*RECORDS*
--------------------------------------------------
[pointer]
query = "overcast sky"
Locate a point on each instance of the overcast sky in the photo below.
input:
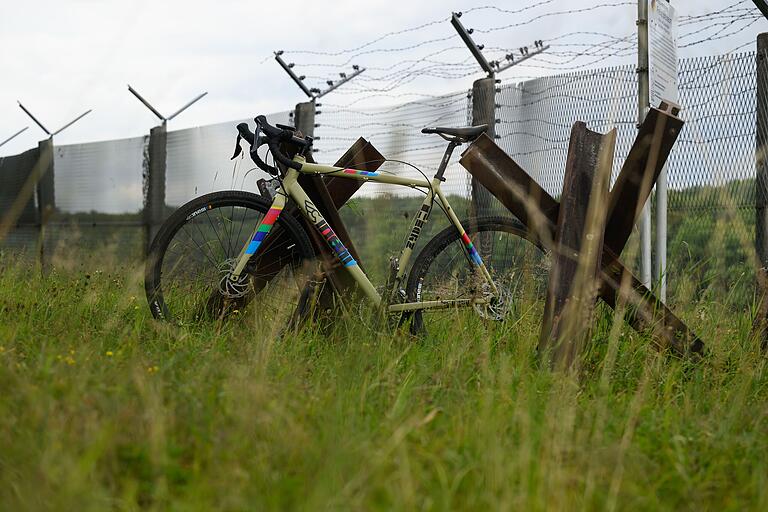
(63, 57)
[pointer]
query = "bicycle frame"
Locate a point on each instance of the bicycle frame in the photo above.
(291, 188)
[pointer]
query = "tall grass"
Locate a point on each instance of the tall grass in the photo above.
(104, 408)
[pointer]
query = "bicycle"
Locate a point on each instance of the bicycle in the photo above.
(199, 268)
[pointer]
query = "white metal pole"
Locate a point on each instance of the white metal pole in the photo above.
(642, 108)
(661, 233)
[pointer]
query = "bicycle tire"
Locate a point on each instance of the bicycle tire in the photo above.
(433, 258)
(294, 242)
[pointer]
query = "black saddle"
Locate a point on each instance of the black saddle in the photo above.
(466, 134)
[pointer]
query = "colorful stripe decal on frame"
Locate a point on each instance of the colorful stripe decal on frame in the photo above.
(335, 244)
(360, 173)
(263, 231)
(471, 249)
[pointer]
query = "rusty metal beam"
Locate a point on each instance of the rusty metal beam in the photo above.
(573, 275)
(538, 210)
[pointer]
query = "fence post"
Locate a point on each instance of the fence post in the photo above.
(483, 112)
(46, 202)
(761, 180)
(304, 117)
(154, 183)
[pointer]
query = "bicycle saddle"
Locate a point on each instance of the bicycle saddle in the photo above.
(466, 134)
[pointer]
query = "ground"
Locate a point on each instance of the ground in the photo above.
(104, 408)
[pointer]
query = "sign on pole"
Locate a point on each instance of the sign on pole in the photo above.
(662, 52)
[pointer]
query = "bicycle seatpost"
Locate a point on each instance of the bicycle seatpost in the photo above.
(446, 158)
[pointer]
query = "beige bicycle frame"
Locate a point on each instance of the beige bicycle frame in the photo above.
(291, 188)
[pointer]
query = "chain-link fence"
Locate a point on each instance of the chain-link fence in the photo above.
(100, 188)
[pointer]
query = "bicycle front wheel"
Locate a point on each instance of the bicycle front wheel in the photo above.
(190, 260)
(444, 271)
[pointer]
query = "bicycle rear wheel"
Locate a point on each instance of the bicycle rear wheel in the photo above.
(187, 268)
(444, 271)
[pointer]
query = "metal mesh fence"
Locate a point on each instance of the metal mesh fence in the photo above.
(99, 188)
(98, 200)
(710, 170)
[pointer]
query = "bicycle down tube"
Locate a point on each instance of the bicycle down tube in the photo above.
(291, 188)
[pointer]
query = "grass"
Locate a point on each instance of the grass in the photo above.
(103, 408)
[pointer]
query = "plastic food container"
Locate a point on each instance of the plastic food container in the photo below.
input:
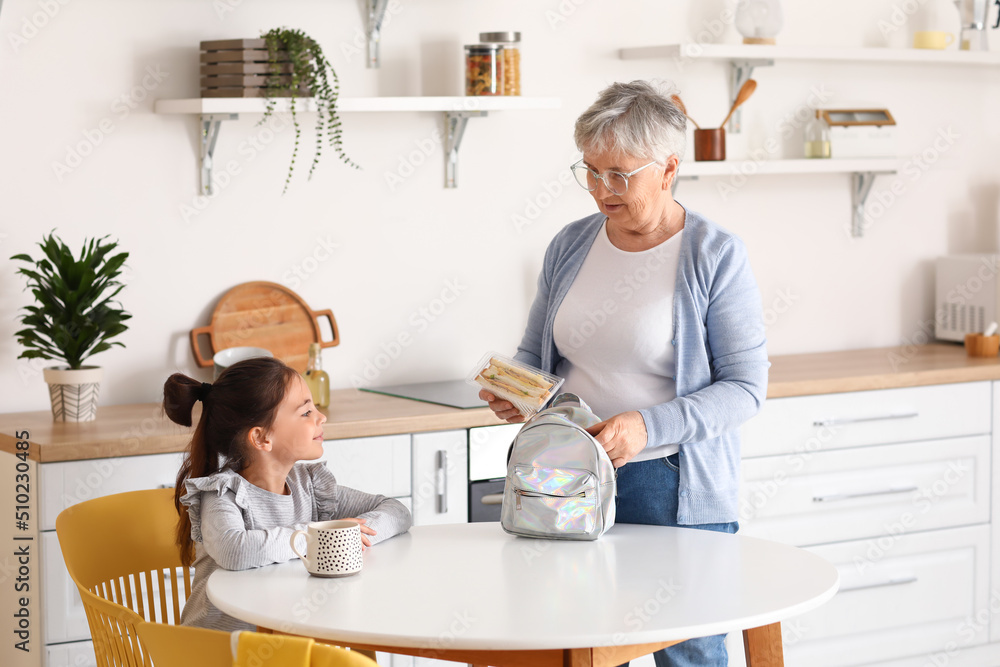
(526, 387)
(483, 69)
(511, 56)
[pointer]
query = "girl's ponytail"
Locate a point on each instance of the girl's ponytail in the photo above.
(245, 396)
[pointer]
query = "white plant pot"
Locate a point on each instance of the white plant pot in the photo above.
(74, 393)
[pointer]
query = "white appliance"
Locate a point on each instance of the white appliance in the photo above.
--------------------------------------------------
Give the number of lines in the listing that contain the word "below", leaving out all other words.

2